GOAL OF THE EXERCISE: What follows is a listing to be transcribed exactly.

MATERIAL FOR THIS TASK:
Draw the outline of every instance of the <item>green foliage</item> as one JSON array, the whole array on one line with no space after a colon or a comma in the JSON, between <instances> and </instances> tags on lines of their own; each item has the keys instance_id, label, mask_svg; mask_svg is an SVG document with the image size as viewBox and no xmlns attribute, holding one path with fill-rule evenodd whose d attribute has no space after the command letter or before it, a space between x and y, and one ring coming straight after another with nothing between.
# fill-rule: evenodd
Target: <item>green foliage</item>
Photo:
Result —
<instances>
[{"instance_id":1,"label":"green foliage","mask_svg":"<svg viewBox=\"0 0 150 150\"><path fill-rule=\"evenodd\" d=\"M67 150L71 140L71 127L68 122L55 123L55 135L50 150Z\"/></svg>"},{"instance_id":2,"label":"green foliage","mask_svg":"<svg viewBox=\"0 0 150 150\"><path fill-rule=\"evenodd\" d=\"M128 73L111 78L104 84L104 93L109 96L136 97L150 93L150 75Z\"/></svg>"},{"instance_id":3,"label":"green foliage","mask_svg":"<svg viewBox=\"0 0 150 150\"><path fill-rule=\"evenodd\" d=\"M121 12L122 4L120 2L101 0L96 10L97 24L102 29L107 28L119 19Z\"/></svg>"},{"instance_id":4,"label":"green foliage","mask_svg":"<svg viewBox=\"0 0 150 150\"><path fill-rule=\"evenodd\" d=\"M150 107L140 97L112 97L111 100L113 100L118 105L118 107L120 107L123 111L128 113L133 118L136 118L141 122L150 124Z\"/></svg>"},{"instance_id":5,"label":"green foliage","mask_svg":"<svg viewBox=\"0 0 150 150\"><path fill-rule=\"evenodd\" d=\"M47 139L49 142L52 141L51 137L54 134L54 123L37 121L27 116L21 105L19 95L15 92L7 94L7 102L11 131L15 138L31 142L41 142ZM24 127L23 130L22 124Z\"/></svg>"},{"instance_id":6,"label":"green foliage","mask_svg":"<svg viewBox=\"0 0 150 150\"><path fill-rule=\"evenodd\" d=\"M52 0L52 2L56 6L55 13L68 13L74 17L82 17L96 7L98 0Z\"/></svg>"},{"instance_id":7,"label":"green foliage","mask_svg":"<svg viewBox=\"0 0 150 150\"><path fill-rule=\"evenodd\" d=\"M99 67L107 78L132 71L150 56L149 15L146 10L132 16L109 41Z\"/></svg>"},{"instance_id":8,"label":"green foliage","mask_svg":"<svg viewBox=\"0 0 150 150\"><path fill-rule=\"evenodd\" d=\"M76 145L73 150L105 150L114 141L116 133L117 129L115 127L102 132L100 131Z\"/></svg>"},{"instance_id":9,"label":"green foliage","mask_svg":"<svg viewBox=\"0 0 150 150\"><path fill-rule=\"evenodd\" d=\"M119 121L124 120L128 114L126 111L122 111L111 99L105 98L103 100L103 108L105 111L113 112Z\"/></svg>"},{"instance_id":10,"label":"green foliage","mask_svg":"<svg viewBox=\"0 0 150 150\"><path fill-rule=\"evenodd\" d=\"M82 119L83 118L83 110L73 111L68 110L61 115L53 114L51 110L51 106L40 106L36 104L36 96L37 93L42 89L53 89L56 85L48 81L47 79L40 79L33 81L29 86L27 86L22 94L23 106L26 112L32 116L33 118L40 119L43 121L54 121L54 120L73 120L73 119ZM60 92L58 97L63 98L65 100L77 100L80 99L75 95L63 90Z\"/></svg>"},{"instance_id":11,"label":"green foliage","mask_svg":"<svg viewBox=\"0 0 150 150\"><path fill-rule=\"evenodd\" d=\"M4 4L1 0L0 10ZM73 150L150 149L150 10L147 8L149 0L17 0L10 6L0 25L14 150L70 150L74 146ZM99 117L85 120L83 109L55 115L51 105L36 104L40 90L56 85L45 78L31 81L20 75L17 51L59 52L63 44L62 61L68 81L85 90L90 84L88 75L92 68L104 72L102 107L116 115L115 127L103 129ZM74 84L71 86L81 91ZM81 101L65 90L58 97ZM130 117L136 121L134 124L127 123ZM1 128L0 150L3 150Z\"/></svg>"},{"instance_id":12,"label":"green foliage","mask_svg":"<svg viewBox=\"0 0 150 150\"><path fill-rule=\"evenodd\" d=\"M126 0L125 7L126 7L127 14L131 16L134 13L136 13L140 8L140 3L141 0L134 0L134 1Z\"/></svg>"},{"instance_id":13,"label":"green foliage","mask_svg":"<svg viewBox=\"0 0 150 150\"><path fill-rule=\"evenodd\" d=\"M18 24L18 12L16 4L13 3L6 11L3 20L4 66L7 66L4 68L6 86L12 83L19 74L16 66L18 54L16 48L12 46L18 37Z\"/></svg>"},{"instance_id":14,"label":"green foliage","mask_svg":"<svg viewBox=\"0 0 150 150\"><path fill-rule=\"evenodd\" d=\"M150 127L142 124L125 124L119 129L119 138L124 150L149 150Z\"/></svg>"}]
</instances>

OUTPUT:
Draw the outline of every instance of the <item>green foliage</item> as one JSON array, the whole array on one line with no space after a colon or a comma in the JSON, between <instances> and </instances> tags on lines of their own; each item has the keys instance_id, label, mask_svg; mask_svg is an SVG document with the image size as viewBox and no xmlns attribute, holding one path with fill-rule evenodd whose d attribute has no space after the command letter or before it, a space between x and y, and one ring coming straight after another with nothing between.
# fill-rule: evenodd
Target: <item>green foliage</item>
Photo:
Result —
<instances>
[{"instance_id":1,"label":"green foliage","mask_svg":"<svg viewBox=\"0 0 150 150\"><path fill-rule=\"evenodd\" d=\"M67 150L71 140L71 127L68 122L55 123L55 135L50 150Z\"/></svg>"},{"instance_id":2,"label":"green foliage","mask_svg":"<svg viewBox=\"0 0 150 150\"><path fill-rule=\"evenodd\" d=\"M128 73L111 78L104 84L104 93L109 96L136 97L150 93L150 75Z\"/></svg>"},{"instance_id":3,"label":"green foliage","mask_svg":"<svg viewBox=\"0 0 150 150\"><path fill-rule=\"evenodd\" d=\"M121 12L122 4L120 2L101 0L96 10L97 24L102 29L107 28L119 19Z\"/></svg>"},{"instance_id":4,"label":"green foliage","mask_svg":"<svg viewBox=\"0 0 150 150\"><path fill-rule=\"evenodd\" d=\"M150 107L140 97L112 97L111 100L113 100L118 105L118 107L120 107L123 111L128 113L133 118L136 118L141 122L150 124Z\"/></svg>"},{"instance_id":5,"label":"green foliage","mask_svg":"<svg viewBox=\"0 0 150 150\"><path fill-rule=\"evenodd\" d=\"M47 139L49 142L52 141L51 137L54 134L54 123L37 121L27 116L21 105L19 95L15 92L7 94L7 102L11 131L15 138L31 142L41 142ZM24 127L23 130L22 124Z\"/></svg>"},{"instance_id":6,"label":"green foliage","mask_svg":"<svg viewBox=\"0 0 150 150\"><path fill-rule=\"evenodd\" d=\"M52 0L52 2L56 6L55 13L68 13L74 17L82 17L96 7L98 0Z\"/></svg>"},{"instance_id":7,"label":"green foliage","mask_svg":"<svg viewBox=\"0 0 150 150\"><path fill-rule=\"evenodd\" d=\"M99 67L107 78L132 71L150 56L149 15L146 10L132 16L109 41Z\"/></svg>"},{"instance_id":8,"label":"green foliage","mask_svg":"<svg viewBox=\"0 0 150 150\"><path fill-rule=\"evenodd\" d=\"M76 145L73 150L105 150L114 141L116 133L117 129L115 127L102 132L100 131Z\"/></svg>"},{"instance_id":9,"label":"green foliage","mask_svg":"<svg viewBox=\"0 0 150 150\"><path fill-rule=\"evenodd\" d=\"M119 121L124 120L128 114L126 111L122 111L111 99L105 98L103 100L103 108L105 111L113 112Z\"/></svg>"},{"instance_id":10,"label":"green foliage","mask_svg":"<svg viewBox=\"0 0 150 150\"><path fill-rule=\"evenodd\" d=\"M82 119L83 118L83 110L73 111L68 110L61 115L53 114L51 110L51 106L40 106L36 104L36 96L37 93L42 89L53 89L56 85L48 81L47 79L40 79L33 81L29 86L27 86L22 94L23 106L26 112L32 116L33 118L40 119L43 121L54 121L54 120L73 120L73 119ZM60 92L58 97L63 98L65 100L77 100L80 99L75 95L63 90Z\"/></svg>"},{"instance_id":11,"label":"green foliage","mask_svg":"<svg viewBox=\"0 0 150 150\"><path fill-rule=\"evenodd\" d=\"M4 4L1 0L0 10ZM73 150L150 149L150 10L147 8L149 0L17 0L10 6L0 25L14 150L70 150L74 146ZM99 117L85 120L83 109L55 115L51 105L36 104L40 90L56 85L45 78L31 81L20 75L17 51L59 52L63 44L62 61L68 81L85 90L90 84L88 75L92 68L104 72L102 107L116 115L115 127L103 129ZM74 84L71 86L81 91ZM81 101L65 90L58 97ZM130 117L136 121L134 124L127 123ZM1 128L0 150L3 150Z\"/></svg>"},{"instance_id":12,"label":"green foliage","mask_svg":"<svg viewBox=\"0 0 150 150\"><path fill-rule=\"evenodd\" d=\"M126 0L125 7L126 7L127 14L131 16L134 13L136 13L140 8L140 3L141 0L134 0L134 1Z\"/></svg>"},{"instance_id":13,"label":"green foliage","mask_svg":"<svg viewBox=\"0 0 150 150\"><path fill-rule=\"evenodd\" d=\"M18 24L18 12L16 4L13 3L6 11L3 20L4 66L7 66L4 68L6 86L12 83L19 74L16 66L18 54L16 48L12 46L18 37Z\"/></svg>"},{"instance_id":14,"label":"green foliage","mask_svg":"<svg viewBox=\"0 0 150 150\"><path fill-rule=\"evenodd\" d=\"M150 127L142 124L125 124L119 129L119 138L124 150L149 150Z\"/></svg>"}]
</instances>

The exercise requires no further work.